**AIM OF THE EXERCISE:**
When you reproduce the data, keep every word exactly as it stands and leave the pictures out.

Point-per-instance localization data:
+ + + +

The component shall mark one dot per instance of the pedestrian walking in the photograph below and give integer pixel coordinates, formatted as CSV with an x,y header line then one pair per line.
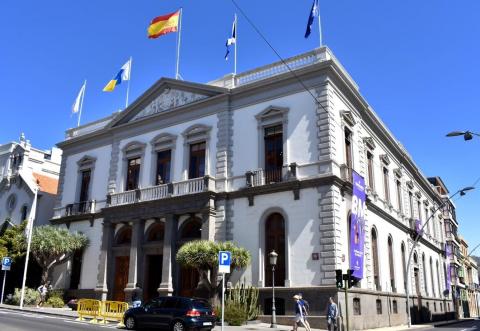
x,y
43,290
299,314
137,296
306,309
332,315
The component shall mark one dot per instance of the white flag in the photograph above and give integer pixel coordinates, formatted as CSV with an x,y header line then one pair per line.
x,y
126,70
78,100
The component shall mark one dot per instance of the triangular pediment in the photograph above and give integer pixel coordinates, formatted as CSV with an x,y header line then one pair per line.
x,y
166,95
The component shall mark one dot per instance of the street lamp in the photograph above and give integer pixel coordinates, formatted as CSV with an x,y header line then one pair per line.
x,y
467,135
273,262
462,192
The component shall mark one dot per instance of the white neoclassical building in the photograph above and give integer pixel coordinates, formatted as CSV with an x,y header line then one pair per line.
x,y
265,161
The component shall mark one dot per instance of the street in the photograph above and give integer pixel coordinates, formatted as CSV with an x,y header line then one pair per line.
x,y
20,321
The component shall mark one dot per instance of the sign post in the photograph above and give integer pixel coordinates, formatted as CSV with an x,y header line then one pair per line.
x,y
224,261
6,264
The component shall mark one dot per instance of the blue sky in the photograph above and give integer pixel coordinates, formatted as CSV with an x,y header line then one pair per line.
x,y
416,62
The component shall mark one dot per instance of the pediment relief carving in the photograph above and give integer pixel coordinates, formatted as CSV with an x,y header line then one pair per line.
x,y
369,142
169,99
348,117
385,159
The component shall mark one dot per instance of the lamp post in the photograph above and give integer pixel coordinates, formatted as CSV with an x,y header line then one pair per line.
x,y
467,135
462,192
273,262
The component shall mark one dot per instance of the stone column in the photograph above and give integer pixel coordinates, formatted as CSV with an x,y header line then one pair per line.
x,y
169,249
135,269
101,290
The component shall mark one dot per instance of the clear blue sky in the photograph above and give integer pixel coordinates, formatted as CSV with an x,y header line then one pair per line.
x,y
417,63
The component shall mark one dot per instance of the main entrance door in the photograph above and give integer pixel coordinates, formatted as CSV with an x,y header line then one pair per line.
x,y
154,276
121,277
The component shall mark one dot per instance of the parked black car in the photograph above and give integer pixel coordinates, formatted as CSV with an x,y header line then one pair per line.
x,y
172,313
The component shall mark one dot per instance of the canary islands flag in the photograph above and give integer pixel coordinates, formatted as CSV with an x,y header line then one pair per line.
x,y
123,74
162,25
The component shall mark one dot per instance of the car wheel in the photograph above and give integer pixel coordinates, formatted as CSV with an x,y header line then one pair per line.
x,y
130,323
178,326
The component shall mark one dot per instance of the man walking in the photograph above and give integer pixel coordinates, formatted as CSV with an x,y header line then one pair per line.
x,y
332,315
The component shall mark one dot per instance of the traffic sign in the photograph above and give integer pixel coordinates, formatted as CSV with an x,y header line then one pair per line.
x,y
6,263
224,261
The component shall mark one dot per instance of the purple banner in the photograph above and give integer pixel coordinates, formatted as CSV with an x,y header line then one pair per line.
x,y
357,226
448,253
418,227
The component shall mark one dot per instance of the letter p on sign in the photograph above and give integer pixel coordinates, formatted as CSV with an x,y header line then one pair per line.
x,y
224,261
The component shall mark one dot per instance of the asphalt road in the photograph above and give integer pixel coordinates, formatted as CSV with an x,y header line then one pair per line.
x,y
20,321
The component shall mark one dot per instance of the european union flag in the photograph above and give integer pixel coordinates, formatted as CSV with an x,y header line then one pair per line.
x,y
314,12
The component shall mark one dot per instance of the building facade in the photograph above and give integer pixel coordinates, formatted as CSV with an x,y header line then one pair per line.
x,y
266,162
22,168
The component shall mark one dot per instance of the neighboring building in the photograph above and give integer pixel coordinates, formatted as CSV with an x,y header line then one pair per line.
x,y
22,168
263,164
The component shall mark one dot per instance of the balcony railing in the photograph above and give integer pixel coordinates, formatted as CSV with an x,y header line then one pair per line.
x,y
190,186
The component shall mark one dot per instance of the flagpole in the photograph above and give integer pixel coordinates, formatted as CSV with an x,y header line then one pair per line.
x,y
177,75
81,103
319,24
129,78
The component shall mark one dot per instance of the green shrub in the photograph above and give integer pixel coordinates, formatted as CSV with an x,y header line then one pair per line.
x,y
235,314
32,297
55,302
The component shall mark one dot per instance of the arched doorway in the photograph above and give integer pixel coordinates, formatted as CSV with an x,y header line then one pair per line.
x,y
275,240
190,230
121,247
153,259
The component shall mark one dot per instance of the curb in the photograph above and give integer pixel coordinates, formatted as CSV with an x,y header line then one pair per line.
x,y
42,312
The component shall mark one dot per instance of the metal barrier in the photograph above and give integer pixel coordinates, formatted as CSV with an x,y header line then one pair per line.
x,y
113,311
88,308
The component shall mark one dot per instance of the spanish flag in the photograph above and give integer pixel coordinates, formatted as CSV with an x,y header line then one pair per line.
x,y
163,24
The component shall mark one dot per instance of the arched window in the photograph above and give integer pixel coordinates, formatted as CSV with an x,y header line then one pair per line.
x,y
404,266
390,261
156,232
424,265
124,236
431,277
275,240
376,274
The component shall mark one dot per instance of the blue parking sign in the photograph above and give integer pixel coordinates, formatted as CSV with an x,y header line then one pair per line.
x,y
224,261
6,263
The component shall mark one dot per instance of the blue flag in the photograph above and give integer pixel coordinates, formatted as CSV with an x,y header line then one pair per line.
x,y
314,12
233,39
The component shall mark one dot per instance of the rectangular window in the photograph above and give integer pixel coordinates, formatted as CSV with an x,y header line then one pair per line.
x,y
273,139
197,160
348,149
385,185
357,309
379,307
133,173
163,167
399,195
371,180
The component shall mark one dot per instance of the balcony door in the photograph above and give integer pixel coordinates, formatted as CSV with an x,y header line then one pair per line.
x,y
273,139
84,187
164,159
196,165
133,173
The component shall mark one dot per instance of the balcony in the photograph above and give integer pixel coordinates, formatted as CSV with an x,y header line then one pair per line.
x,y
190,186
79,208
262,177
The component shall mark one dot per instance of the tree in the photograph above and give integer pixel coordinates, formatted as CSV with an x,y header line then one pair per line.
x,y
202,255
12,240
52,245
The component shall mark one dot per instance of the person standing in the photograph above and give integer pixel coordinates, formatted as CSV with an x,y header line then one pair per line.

+ + + +

**ANSWER BELOW:**
The component shall mark one dot per instance of the pedestrian walking in the photograph below and give integer pixel coordinates, formatted as CSV with an x,y header line then one pair per line.
x,y
43,290
299,314
137,296
306,309
332,315
The component shall mark one dot per instance of the white flag in the photograph above and give integer pixel coordinates, formatted as CSV with an x,y header line then one pair per line.
x,y
126,70
78,100
The component shall mark one dot per instance of the triangular pediment in the photograph above and give integer pixel coordinates, formatted as CSV with an x,y header line then one pair per line.
x,y
166,95
The component shall mark one dot per instance of the street lamp in the photograph above and give integer pixel coordinates, formatted as CSV with an x,y header line then one pair per line.
x,y
467,135
273,262
462,192
The component shall mark one dot per instance of the white neoclassical building in the photograph above and give integer pixel coordinates, formatted as CSV with an x,y header line then one pair per line.
x,y
265,161
The component shall mark one dot per instance of the street in the photograph above and give integer pixel coordinates, formatted as CSV with an x,y header line then one pair per line.
x,y
20,321
The component shall mark one dot per instance of the sign post in the photograph above and give integer pixel coordinates, formatted as CSV with an x,y header line then one pair per line.
x,y
224,261
6,264
The component shall mark one dot per instance of the blue sky in the photograph above and give integer pixel coordinates, formatted as CSV with an x,y header line then one pair per line.
x,y
416,62
The component shall mark one dot per instance of the pediment relief carving in the photograph above and give integer pixel coordinates, formatted as CSV with an x,y header line then one pair per line.
x,y
369,142
169,99
348,117
385,159
The component shall mark one dot per instance of the lamp post in the photograph above and give integer pixel coordinates, formatted as CSV with an x,y header line then one pair per line.
x,y
467,135
462,192
273,262
The component shall mark one dot per instance of the stone column in the photograph above and give integer pixel coordinates, formatted as CSV with an x,y header line then one pair per line.
x,y
169,249
135,269
101,290
The component shall mark one dot per instance of the clear blue sky in the photograph above and give integer pixel coordinates, formatted as CSV with an x,y header line then one pair per line.
x,y
417,63
The component shall mark one dot per instance of the main entrance door in the photograph above and give integer pixel coordinates, formatted as CSV with an x,y header line then one pair per line.
x,y
154,276
121,277
The component shall mark one dot per instance of the parked black car in the photograph above and give integer pixel coordinates, formatted as CSV with an x,y header line then one pair per line.
x,y
172,313
The component shall mark one dot per instance of the canary islands flag in the photograph above and give integer pixel coordinates, formatted as CSV with an x,y header line then one pair per line.
x,y
123,74
162,25
The component shall mark one dot per instance of the car wheel in the photograph above and give integer pixel coordinates, formatted as CSV with an x,y header line then one pair per line.
x,y
130,323
178,326
The component shall mark one dot per instance of the man walking in the photograph above and give integer pixel coordinates, formatted as CSV with an x,y header line then one pair per line.
x,y
332,315
The component shall mark one dot per instance of the traffic sign in the photograph above and give integer pixel coordinates, formatted as CSV with an x,y header line then one pair per line.
x,y
6,263
224,261
The component shall mark one dot per instance of the purple banner in the photograph above and give integer pixel coordinates, formatted as CSV with an x,y header line then one pair per line.
x,y
357,226
448,253
418,227
The component shall mark one dot per instance of the letter p on sign in the photograph above and give integer pixel coordinates, formatted as CSV with an x,y header line then one pair per line.
x,y
224,261
The component shall mark one dot per instance of the asphalt road in the photograph above and give integer pixel coordinates, formatted as CSV with an x,y header line then one pair per line.
x,y
20,321
The component shall mark one dot per instance of the european union flag in the photograph above and give integer pixel coordinates, formatted as CSV with an x,y header line then one pair per line.
x,y
314,12
The component shall mark one dot per instance of the building facade in the photograph above and give integer pixel coordinates, formatted as CSV with an x,y header line then one pair per line.
x,y
266,162
22,168
The component shall mark one dot per instance of the neighboring building in the photograph above and give integer pixel coordinates, formatted as CSV with an x,y header line then one pair per line.
x,y
22,168
263,164
The component shall mark one dot per instance of the balcony railing in the photograph above and give integer pixel coordinates, formatted as CSV with an x,y header line then one pair per line.
x,y
190,186
The component shall mark one dot per instance of the flagpole in the photograph above and give integer pixel coordinates, formatted as CSV with an x,y header line then one pair per line.
x,y
177,75
81,103
319,24
129,78
The component shall mark one dot per instance of the green shrub in the photograph above and give integer pixel coordinates, formatted as CSV with an x,y header line then one pair per line.
x,y
235,314
32,297
55,302
The component shall mark one dot per instance of the arched doorway in the photograph above and give integer pixel coordinates, formatted as CSV with an x,y header line then one pair per line.
x,y
275,240
190,230
121,247
153,259
The component shall mark one dot per instance of the curb in the photograph above and give integer pixel coordinates, formatted as CSV with an x,y header line then one pair per line.
x,y
42,312
The component shall mark one dot per instance of the metal barrier in the photograph above and give integer pixel coordinates, formatted as CSV with an x,y header line then one pair per line.
x,y
113,311
88,308
The component shall mark one dot per instance of the spanish flag in the photograph above and give integer pixel coordinates, formatted as CSV with an x,y header line then one pair per line.
x,y
163,24
The component shall mark one dot per instance of the arched window in the photograph above and give integer pixel coordinates, formatted as CSV with an x,y header line then one pair per line.
x,y
404,266
390,261
156,232
424,265
124,236
431,277
275,240
376,274
The component shall mark one dot per instance of the blue parking sign in the photograph above and give integer pixel coordinates, formatted as CSV with an x,y header line then one pair per line.
x,y
224,261
6,263
The component shall mark one dot per instance of the blue flag in the photograph above and give integer pixel coordinates, formatted as CSV with an x,y header line then one pair per line.
x,y
314,12
233,39
The component shall mark one dot per instance of the rectangular window in the photograph above and give integer pixel coordinates, formatted as CSV with an x,y header line then one pair per line.
x,y
273,139
197,160
348,149
385,185
357,309
379,307
133,173
163,167
399,195
371,180
The component shall mark one dot per instance of the balcony door in the photograph above and give integer pixel coordinates, formatted as CSV with an x,y header line then one pair per line.
x,y
273,139
84,187
164,159
196,165
133,173
The component shall mark one dot per instance of the balcony in the photograph above and give integer pixel coordinates, formatted as CSV with an x,y header line then one pair per line.
x,y
190,186
79,208
262,177
The component shall mark one dot per instance of the tree in the photograph above and give integer pixel coordinates, formatted as CSV with an x,y header line then one pair per line.
x,y
202,255
12,240
52,245
The component shall mark one dot per instance of the person standing in the photograph above and give integer pixel coordinates, formatted as CSV with an x,y header line then one pair per line.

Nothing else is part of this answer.